Dataset rows on where objects appear
# # # # #

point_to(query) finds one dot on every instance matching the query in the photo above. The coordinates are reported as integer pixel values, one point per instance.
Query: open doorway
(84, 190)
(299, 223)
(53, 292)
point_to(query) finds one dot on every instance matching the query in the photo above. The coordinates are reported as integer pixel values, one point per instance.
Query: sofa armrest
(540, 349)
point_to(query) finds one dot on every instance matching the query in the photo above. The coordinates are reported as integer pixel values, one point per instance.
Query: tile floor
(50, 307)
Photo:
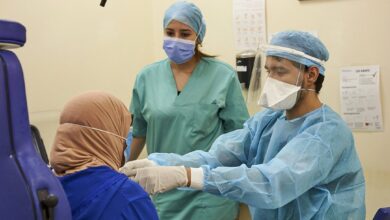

# # # # #

Please rewrite the data above, switching each "instance" to "occurrence" and leaving everything else unchanged. Leave the pictures out of your answer.

point_to(query) finds one dot on every occurrence matching the query in the photo above. The coordinates are reported as integer pixel values, one point per occurrence.
Query: open doorway
(84, 190)
(299, 223)
(53, 292)
point_to(query) finds one dot on every occurrence matching the query in the photo above. The coordinates are reported as integer pixel values, one point per occurrence.
Query: sofa armrest
(540, 349)
point_to(query) finds one dot on every occurrence matching the query in the photo above. The coordinates are reported as integer pixel values, one point per occurrence.
Query: tile floor
(50, 307)
Photo:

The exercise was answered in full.